1 – Optical Illusions
You don’t always see what you think you see, because of the way your brain and eyes work together to perceive and interpret images. How is the mind so easily fooled by optical illusions? The brain creates an image from information sent from your sensors in your eyes that measure curvature, light, and shade, etc. Where your optic nerve and retina meet, there are no sensors. This causes what we call blind spots, and also creates the illusion of steady vision. Whatever the illusion is created, we rely on our brain to interpret what we see logically. In other words, your perception of the illusion has more to do with your brain than the optics of your eyes.
2 – Red Blood Cells
While you might assume that the red color of your blood is a result the iron in your blood, the iron has nothing to do with it. The red color is caused by a ring of atoms called porphyrin and the whether
oxygen is present. The presence of oxygen changes the shape of the porphyrin and that in turn gives the blood cells its red color.
3 – Bacterial Life
Going by a count of cells, did you know that there are more bacterial cells in your body than human cells? In fact there are ten times the number of bacterial cell. The vast majority of these are not only not harmful, but in fact beneficial. You might be able to live without bacteria, but you would need a very restrictive and nutrient packed diet to re-compensate for the lack of digestive enzymes that beneficial bacteria creates.
4 – Goosebumps
Have you noticed that when animals are threatened or cold they fluff up their fur to appear larger or to provide better insulation? Goosebumps are an evolutionary remnant of that process. Small muscles that surround your hair follicles tense up and make your hair stand on end.
5 – Appendix
Previously our appendix was considered a no longer useful part of your body that will sometimes become infected and has to be removed. However, recent studies have found that it actually stores beneficial bacteria useful in the digestive process.
6 – Loss of Fur
Did you know that humans actually have the same amount of hair follicles as a Chimpanzee? Ours, however, is much finer of course. Why are humans not covered in fur as most other mammals? Scientists have many theories, some which suggest that it may be that early humans were at least partly aquatic, or to make it more difficult for parasites.

**Input data**
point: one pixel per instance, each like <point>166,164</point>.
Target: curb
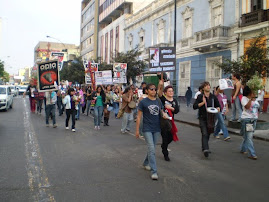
<point>230,131</point>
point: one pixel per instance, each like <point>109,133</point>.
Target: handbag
<point>166,124</point>
<point>210,119</point>
<point>132,104</point>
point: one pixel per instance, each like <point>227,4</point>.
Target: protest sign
<point>225,84</point>
<point>48,76</point>
<point>103,77</point>
<point>119,72</point>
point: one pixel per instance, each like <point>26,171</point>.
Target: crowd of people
<point>153,108</point>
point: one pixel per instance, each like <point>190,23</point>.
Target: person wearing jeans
<point>150,109</point>
<point>204,100</point>
<point>248,123</point>
<point>51,99</point>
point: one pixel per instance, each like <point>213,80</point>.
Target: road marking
<point>38,180</point>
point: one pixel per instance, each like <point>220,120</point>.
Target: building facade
<point>112,16</point>
<point>89,29</point>
<point>205,35</point>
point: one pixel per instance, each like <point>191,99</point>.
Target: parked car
<point>14,91</point>
<point>22,89</point>
<point>6,98</point>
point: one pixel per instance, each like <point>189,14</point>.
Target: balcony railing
<point>254,17</point>
<point>214,32</point>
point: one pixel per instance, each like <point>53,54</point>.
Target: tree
<point>254,61</point>
<point>73,71</point>
<point>135,67</point>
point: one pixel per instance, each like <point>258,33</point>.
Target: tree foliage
<point>73,71</point>
<point>254,61</point>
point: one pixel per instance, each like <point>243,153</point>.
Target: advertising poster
<point>48,75</point>
<point>103,77</point>
<point>119,72</point>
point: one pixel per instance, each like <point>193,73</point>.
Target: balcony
<point>210,39</point>
<point>254,17</point>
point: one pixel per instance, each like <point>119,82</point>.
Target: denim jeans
<point>205,134</point>
<point>50,109</point>
<point>236,106</point>
<point>78,111</point>
<point>247,144</point>
<point>98,111</point>
<point>126,121</point>
<point>221,125</point>
<point>151,140</point>
<point>88,106</point>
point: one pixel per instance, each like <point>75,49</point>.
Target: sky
<point>26,22</point>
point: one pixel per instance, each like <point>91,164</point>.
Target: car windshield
<point>2,91</point>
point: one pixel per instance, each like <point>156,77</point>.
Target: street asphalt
<point>55,164</point>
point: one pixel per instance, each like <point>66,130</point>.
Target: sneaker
<point>154,176</point>
<point>147,167</point>
<point>166,158</point>
<point>253,157</point>
<point>227,138</point>
<point>206,153</point>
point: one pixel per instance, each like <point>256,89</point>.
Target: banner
<point>48,76</point>
<point>162,59</point>
<point>225,84</point>
<point>119,72</point>
<point>103,77</point>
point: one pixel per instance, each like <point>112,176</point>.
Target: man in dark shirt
<point>204,100</point>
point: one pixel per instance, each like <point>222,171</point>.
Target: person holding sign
<point>208,105</point>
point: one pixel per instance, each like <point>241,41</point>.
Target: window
<point>117,41</point>
<point>184,77</point>
<point>111,45</point>
<point>217,16</point>
<point>213,71</point>
<point>256,5</point>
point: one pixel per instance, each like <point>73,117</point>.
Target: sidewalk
<point>189,116</point>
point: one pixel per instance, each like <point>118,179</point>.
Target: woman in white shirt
<point>248,122</point>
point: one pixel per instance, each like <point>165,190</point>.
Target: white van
<point>6,97</point>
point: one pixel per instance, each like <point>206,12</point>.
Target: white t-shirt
<point>260,95</point>
<point>252,112</point>
<point>196,94</point>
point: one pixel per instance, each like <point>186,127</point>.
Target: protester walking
<point>99,97</point>
<point>188,96</point>
<point>149,108</point>
<point>51,98</point>
<point>108,107</point>
<point>171,107</point>
<point>206,120</point>
<point>31,89</point>
<point>128,116</point>
<point>220,126</point>
<point>70,108</point>
<point>236,98</point>
<point>248,123</point>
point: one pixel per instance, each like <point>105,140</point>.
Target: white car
<point>22,89</point>
<point>14,91</point>
<point>6,98</point>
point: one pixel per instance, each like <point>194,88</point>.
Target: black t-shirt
<point>172,103</point>
<point>31,90</point>
<point>151,115</point>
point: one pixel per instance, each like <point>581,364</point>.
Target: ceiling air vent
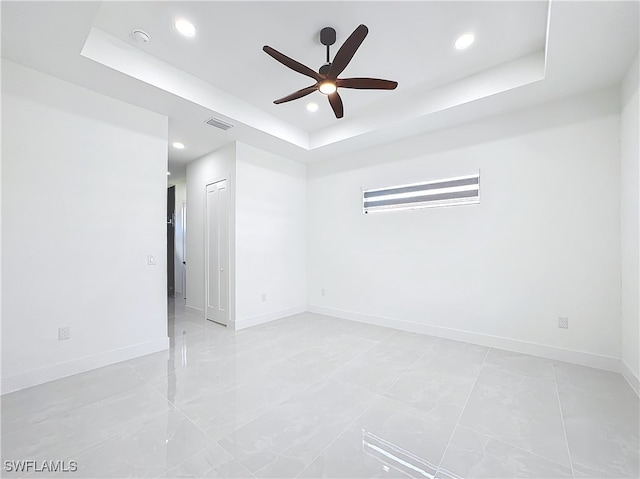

**Required actions**
(1) What is this sentence from the body facts passage in Spanish: "Small muscles that surround your hair follicles tense up and make your hair stand on end."?
(2) Answer these from the body facts passage:
(a) What is absent where the optic nerve and retina meet?
(b) How many times as many bacterial cells as human cells are in your body?
(c) What have recent studies found that the appendix stores?
The data has no connection to the body facts passage.

**Responses to the tasks**
(1) Unos pequeños músculos que rodean tus folículos pilosos se tensan y hacen que tu vello se erice.

(2)
(a) Sensors.
(b) Ten times as many.
(c) Beneficial bacteria useful in the digestive process.